START Records for the task

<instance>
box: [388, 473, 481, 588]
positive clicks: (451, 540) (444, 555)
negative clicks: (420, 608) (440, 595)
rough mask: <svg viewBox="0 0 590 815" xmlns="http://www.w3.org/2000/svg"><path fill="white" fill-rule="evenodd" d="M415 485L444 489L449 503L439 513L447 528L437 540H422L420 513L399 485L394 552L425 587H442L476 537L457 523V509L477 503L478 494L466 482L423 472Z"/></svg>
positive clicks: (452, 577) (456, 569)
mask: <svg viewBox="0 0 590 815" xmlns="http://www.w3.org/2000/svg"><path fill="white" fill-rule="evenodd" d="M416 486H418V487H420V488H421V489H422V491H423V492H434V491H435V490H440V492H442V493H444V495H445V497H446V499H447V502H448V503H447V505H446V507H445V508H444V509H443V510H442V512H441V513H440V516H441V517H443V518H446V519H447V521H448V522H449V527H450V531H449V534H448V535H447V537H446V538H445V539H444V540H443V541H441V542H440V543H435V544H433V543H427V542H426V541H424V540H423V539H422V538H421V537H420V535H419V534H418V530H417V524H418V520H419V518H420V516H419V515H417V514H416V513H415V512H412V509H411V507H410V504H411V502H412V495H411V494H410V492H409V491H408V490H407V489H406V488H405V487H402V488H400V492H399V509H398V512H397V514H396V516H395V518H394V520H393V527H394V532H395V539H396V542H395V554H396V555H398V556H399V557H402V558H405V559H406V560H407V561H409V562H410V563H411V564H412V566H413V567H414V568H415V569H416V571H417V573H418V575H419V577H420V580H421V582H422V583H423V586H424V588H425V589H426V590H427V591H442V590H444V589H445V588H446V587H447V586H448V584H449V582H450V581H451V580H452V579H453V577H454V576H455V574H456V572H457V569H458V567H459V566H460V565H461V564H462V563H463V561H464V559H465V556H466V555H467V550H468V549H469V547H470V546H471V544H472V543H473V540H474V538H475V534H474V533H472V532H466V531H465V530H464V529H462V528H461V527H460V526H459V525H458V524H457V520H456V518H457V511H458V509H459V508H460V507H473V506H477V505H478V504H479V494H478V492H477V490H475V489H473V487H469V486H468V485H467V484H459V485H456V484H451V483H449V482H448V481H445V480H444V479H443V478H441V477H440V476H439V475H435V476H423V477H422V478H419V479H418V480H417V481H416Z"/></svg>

END Records for the task

__Work to complete__. Give again only the lines of the material above that run from the one with "negative clicks: (420, 608) (440, 595)" through the end, both included, exactly as they appear.

__Answer space__.
negative clicks: (420, 608) (440, 595)
rough mask: <svg viewBox="0 0 590 815" xmlns="http://www.w3.org/2000/svg"><path fill="white" fill-rule="evenodd" d="M415 485L444 489L449 503L439 513L447 528L437 540H422L420 513L399 485L394 552L425 587H442L476 537L457 523V509L477 503L478 494L466 482L423 472Z"/></svg>
positive clicks: (452, 577) (456, 569)
mask: <svg viewBox="0 0 590 815" xmlns="http://www.w3.org/2000/svg"><path fill="white" fill-rule="evenodd" d="M416 486H418V487H420V488H421V489H422V491H423V492H434V491H435V490H440V492H442V493H444V495H445V497H446V499H447V502H448V503H447V505H446V507H445V508H444V509H443V510H442V512H441V513H440V516H441V517H443V518H446V519H447V521H448V522H449V527H450V531H449V534H448V535H447V537H446V538H445V539H444V540H443V541H441V542H440V543H435V544H433V543H427V542H426V541H424V540H423V539H422V538H421V537H420V535H419V534H418V530H417V524H418V520H419V518H420V516H419V515H417V514H416V513H415V512H412V509H411V507H410V504H411V502H412V495H411V494H410V492H409V491H408V490H407V489H406V488H405V487H402V488H400V492H399V509H398V512H397V514H396V516H395V518H394V520H393V527H394V532H395V539H396V542H395V554H396V555H398V556H399V557H402V558H405V559H406V560H407V561H409V562H410V563H411V564H412V566H413V567H414V568H415V569H416V571H417V573H418V575H419V577H420V580H421V582H422V583H423V586H424V588H425V589H426V590H427V591H442V590H444V589H445V588H446V587H447V586H448V584H449V582H450V581H451V580H452V579H453V577H454V576H455V574H456V572H457V569H458V567H459V566H460V565H461V564H462V563H463V561H464V559H465V556H466V555H467V550H468V549H469V547H470V546H471V544H472V543H473V540H474V538H475V534H474V533H472V532H466V531H465V530H464V529H462V528H461V527H460V526H459V525H458V524H457V520H456V518H457V511H458V509H459V508H460V507H473V506H477V505H478V504H479V494H478V492H477V490H475V489H473V487H469V486H468V485H467V484H459V485H456V484H451V483H449V482H448V481H445V480H444V479H443V478H441V477H440V476H439V475H435V476H423V477H422V478H419V479H418V480H417V481H416Z"/></svg>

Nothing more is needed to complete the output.